# EXCERPT:

+ + + + + + +

Maintain safeguards even when vaccinated
The claim: “This is a bizarre, lunatic, totalitarian cult. It’s not about vaccines or protecting people’s lives — it is instead profoundly anti-science, and is only focused on absolute (government) control of every aspect of our lives.” — Republican Texas Sen. Ted Cruz, on Twitter.
Cruz made the statement in response to guidance urging those vaccinated for COVID-19 to avoid travel and continue wearing masks.
PolitiFact rating: Pants on Fire! The emerging vaccines each were placed through months of clinical trials that tested for their efficacy in preventing illness. Their efficacy in preventing transmission was not part of the trials and is not yet known.
Discussion
Cruz responded specifically to Dr. Vin Gupta, a lung and intensive care unit doctor who appeared on MSNBC to caution vaccine recipients against abandoning the kinds of preventative measures public health experts have been emphasizing all year.
“This is one of the misperceptions here: Just because you get vaccinated with a second dose, it does not mean you should be participating in things like traveling in the middle of an out-ofcontrol pandemic or that you’re liberated from masks,” Gupta told MSNBC’s Chuck Todd. “Everything still applies until all of us get the two-dose regimen, and we don’t think that’s going to happen until June or July.”
Many unknowns surround the COVID-19 vaccines from Pfizer and Moderna. For instance, it’s unclear if vaccinations strictly protect infected people from serious illness, or if they also prevent people from transmitting the disease, Gupta said.
“Don’t let your guard down just because you got vaccinated,” he said. “You might be able to get infected by the virus and pass it on to others.”
The comment was enough to peeve Cruz, who has previously criticized guidance to wear masks and other measures to prevent the spread of COVID-19. But is that guidance really “anti-science,” as he called it?
“I think (Cruz) is talking beyond his knowledge,” said Dr. Jaquelin Dudley, professor of
molecular biosciences and associate director of the LaMontagne Center for Infectious Disease at the University of Texas.
Cruz’s office did not respond to requests for clarification on precisely what the senator meant by “anti-science.”
But the guidance highlighted by Gupta is the same messaging that has come from the very top level of the U.S. coronavirus response apparatus. On Dec. 14, Dr. Anthony Fauci, President Donald Trump’s top adviser on the coronavirus crisis, spoke before an online audience and gave the same advice.

+ + + + + + +

# GIVEN RECORDS:
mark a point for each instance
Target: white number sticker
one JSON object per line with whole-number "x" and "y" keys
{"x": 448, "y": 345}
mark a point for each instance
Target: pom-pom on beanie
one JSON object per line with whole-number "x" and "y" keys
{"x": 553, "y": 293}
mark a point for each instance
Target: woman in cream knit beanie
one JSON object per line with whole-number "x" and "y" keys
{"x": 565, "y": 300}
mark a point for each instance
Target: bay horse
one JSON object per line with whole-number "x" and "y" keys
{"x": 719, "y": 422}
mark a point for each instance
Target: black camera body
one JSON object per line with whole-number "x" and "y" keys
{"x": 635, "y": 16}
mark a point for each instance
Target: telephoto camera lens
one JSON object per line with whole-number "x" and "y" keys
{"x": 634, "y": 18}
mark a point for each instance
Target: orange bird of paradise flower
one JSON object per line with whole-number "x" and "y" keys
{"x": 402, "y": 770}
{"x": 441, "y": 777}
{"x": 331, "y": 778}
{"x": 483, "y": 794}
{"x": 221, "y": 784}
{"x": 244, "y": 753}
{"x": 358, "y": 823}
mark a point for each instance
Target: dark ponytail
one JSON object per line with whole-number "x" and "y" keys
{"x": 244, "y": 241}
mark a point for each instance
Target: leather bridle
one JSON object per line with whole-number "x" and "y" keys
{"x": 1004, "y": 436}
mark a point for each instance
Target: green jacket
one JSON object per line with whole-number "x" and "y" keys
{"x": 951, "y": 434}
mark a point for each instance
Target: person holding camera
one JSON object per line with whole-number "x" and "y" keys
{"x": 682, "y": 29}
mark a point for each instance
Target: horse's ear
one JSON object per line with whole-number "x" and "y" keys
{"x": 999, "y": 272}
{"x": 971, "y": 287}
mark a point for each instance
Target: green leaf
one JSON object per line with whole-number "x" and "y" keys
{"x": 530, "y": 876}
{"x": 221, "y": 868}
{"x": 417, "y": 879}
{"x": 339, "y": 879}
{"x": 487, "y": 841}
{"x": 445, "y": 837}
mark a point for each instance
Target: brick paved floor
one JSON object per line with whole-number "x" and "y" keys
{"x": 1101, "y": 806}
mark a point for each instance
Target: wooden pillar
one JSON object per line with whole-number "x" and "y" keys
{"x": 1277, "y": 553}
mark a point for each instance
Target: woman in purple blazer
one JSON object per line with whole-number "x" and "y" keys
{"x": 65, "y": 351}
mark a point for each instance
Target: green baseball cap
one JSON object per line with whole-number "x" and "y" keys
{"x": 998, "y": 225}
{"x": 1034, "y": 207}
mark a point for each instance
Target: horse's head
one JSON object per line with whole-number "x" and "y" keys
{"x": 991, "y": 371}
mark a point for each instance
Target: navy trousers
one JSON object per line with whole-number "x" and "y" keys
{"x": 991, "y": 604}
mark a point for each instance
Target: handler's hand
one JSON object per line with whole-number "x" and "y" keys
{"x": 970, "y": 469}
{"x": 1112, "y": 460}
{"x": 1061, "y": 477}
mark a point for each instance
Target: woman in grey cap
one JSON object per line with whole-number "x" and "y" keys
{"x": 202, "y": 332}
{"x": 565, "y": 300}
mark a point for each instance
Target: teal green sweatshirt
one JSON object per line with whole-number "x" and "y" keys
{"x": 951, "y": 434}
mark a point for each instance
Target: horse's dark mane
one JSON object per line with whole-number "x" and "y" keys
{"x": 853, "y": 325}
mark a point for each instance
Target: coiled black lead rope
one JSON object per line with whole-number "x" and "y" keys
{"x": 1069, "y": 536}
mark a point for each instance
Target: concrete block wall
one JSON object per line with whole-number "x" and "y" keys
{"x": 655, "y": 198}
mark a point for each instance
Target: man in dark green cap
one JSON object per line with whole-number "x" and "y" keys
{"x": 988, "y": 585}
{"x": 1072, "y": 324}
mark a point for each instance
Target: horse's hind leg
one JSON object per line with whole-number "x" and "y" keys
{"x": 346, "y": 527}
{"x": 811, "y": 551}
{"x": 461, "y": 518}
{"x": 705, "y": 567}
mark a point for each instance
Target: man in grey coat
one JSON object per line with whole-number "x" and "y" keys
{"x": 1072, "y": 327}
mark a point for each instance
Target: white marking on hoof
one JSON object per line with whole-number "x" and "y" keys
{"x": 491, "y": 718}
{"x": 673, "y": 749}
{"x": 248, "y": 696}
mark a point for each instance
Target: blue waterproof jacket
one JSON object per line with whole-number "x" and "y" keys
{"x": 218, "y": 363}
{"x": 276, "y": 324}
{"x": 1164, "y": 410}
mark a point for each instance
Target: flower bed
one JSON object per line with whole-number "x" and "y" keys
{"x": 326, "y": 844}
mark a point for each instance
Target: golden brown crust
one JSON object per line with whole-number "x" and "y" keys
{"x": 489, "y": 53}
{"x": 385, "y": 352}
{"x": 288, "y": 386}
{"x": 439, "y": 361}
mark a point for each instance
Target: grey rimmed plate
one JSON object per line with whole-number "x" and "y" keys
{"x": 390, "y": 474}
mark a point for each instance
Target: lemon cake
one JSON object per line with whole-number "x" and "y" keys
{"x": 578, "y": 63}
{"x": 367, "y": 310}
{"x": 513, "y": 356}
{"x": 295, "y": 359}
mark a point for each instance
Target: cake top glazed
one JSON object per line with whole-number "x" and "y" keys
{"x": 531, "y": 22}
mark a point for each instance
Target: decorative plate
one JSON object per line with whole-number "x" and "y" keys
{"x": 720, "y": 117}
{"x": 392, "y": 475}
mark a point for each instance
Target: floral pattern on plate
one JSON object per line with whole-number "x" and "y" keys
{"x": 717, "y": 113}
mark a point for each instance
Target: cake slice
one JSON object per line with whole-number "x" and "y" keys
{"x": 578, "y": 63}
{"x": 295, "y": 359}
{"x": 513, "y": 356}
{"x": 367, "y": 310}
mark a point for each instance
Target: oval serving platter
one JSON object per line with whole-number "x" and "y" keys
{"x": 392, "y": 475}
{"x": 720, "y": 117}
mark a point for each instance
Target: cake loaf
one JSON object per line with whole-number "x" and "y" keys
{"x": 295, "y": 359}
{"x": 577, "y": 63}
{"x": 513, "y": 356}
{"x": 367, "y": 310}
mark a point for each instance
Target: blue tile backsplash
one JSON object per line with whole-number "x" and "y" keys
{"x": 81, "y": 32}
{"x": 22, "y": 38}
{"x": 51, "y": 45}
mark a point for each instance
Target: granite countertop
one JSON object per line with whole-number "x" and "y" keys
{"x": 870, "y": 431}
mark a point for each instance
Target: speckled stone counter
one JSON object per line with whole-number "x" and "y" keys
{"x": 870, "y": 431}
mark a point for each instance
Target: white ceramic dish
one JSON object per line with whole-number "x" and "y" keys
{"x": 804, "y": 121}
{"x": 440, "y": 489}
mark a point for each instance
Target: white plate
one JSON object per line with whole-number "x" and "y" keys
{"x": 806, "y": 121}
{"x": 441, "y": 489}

+ + + + + + +

Copy the Ted Cruz fact-check from "Many unknowns surround" through "University of Texas.", substituting "irritate" for "peeve".

# SOLUTION TO THE EXERCISE:
Many unknowns surround the COVID-19 vaccines from Pfizer and Moderna. For instance, it’s unclear if vaccinations strictly protect infected people from serious illness, or if they also prevent people from transmitting the disease, Gupta said.
“Don’t let your guard down just because you got vaccinated,” he said. “You might be able to get infected by the virus and pass it on to others.”
The comment was enough to irritate Cruz, who has previously criticized guidance to wear masks and other measures to prevent the spread of COVID-19. But is that guidance really “anti-science,” as he called it?
“I think (Cruz) is talking beyond his knowledge,” said Dr. Jaquelin Dudley, professor of
molecular biosciences and associate director of the LaMontagne Center for Infectious Disease at the University of Texas.